Directives:
A: From the blog post about Halloween in Britain, quote the part that starts with the words "I am astounded" and ends with "around the country.".
B: According to the blog post about Halloween in Britain, when did the clocks in Britain move one hour backwards?

Quoted passage:
※

A rather messy war in Britain during Halloween

In the past two months, since the death of the Malayan communist leader Chin Peng on the 16th of September, I have written nine challenging posts about Communism and the brutal jungle war in Malaya and the suffering of the Batang Kali children who travelled without a suitcase. These are challenging to me because I had never set out to write about major historical conflicts on my blog. When I started blogging in English less than two years ago, I had never anticipated that one day I would handle such a sensitive and emotional subject, as the pains of the Batang Kali children are still clearly felt though Communism is already dead in Malaysia.

While I am still reading about the Malaysian history during the Malayan Emergency period while reading War of the Running Dogs: Malaya, 1948-1960 by Noel Barber, and Jungle Green by Arthur Campbell, I have also noticed the change of the season. The warm summer has faded into a rather chilly autumn. In Britain, our clocks moved one hour backwards on the last Sunday in October. It delighted me last weekend as I felt I had earned one extra hour’s sleep.

Change of season; Change of topics

The change of the season also signals a change in my writing. I will take a break from the intensity of the guerrilla fighting during the Malayan Emergency (or you may call it a Civil War or War against terrorism) to other lighter topics.

Today, I’m going to switch from the bloody Jungle War in Malaya to a slightly messy war in the UK. It is called the War against Egg and Flour during the Halloween. Halloween this year is on the 31st of October (Thursday). Though it is not a major festival in the UK, but Halloween seems to be quite popular amongst youngsters.

Have a look at these posters, and you’ll understand what I’m talking about. There is a serious egg and flour sales clampdown in the UK as these are somehow seen as ‘weapons’ used by young people, who go round to people’s house to terrorise innocent people.

I am astounded that the UK is fighting against youngsters in possession of eggs and flour during the Halloween. Even though I had seen posters against youngsters buying eggs and flour before, this is the first time I found such a variety of high quality designs, and some with good sense of humour in the posters issued by various police forces around the country.

※

Records from a data collection:

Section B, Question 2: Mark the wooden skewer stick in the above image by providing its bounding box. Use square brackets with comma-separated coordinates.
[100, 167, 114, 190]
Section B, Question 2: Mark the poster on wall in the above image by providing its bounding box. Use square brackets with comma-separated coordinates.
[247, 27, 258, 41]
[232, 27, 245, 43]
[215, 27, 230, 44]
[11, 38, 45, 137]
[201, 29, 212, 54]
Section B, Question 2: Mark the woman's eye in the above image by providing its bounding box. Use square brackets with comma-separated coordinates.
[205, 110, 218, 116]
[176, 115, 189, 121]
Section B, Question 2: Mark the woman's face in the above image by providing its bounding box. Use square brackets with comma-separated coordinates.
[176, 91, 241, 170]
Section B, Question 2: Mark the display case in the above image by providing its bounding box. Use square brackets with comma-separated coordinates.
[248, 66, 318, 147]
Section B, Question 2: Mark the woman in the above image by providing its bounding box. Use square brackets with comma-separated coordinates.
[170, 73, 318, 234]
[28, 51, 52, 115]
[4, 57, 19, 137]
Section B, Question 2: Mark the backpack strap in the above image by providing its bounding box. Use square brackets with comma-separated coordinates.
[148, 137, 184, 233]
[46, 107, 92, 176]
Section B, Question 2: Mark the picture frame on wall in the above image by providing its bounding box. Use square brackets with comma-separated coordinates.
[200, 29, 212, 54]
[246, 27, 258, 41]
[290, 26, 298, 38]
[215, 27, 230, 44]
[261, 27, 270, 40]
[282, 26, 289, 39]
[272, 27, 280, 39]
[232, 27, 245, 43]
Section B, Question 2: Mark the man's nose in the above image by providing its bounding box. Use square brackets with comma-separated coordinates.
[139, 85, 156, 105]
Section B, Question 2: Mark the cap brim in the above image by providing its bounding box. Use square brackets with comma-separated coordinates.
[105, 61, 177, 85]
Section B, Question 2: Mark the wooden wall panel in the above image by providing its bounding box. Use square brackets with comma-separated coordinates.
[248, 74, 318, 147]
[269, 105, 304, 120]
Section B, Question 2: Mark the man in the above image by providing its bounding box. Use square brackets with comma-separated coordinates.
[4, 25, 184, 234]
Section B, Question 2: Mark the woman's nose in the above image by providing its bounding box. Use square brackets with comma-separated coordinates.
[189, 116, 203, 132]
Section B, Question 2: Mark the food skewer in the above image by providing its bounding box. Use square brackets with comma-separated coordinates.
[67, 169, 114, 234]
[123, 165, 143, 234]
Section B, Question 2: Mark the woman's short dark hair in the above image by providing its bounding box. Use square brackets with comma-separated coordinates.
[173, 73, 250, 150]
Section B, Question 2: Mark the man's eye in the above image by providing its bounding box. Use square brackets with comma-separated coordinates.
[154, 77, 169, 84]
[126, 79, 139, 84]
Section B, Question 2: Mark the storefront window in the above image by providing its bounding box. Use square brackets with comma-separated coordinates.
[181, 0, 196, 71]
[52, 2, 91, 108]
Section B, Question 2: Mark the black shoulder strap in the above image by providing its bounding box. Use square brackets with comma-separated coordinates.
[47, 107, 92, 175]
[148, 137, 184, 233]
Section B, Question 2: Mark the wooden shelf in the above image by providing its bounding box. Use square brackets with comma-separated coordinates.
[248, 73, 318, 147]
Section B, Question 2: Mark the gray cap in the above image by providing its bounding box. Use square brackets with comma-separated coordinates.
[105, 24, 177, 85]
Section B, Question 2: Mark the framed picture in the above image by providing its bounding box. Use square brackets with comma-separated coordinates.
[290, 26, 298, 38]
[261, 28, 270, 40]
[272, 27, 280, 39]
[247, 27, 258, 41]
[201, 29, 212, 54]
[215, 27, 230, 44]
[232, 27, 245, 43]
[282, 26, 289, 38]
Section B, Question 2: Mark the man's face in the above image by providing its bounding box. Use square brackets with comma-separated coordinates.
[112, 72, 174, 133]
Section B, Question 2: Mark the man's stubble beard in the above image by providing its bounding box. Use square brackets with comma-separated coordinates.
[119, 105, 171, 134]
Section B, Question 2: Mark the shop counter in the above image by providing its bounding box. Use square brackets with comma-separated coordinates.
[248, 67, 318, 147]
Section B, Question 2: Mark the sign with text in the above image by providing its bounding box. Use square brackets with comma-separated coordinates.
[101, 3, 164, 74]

※

Set of answers:
A:
I am astounded that the UK is fighting against youngsters in possession of eggs and flour during the Halloween. Even though I had seen posters against youngsters buying eggs and flour before, this is the first time I found such a variety of high quality designs, and some with good sense of humour in the posters issued by various police forces around the country.

B: On the last Sunday in October.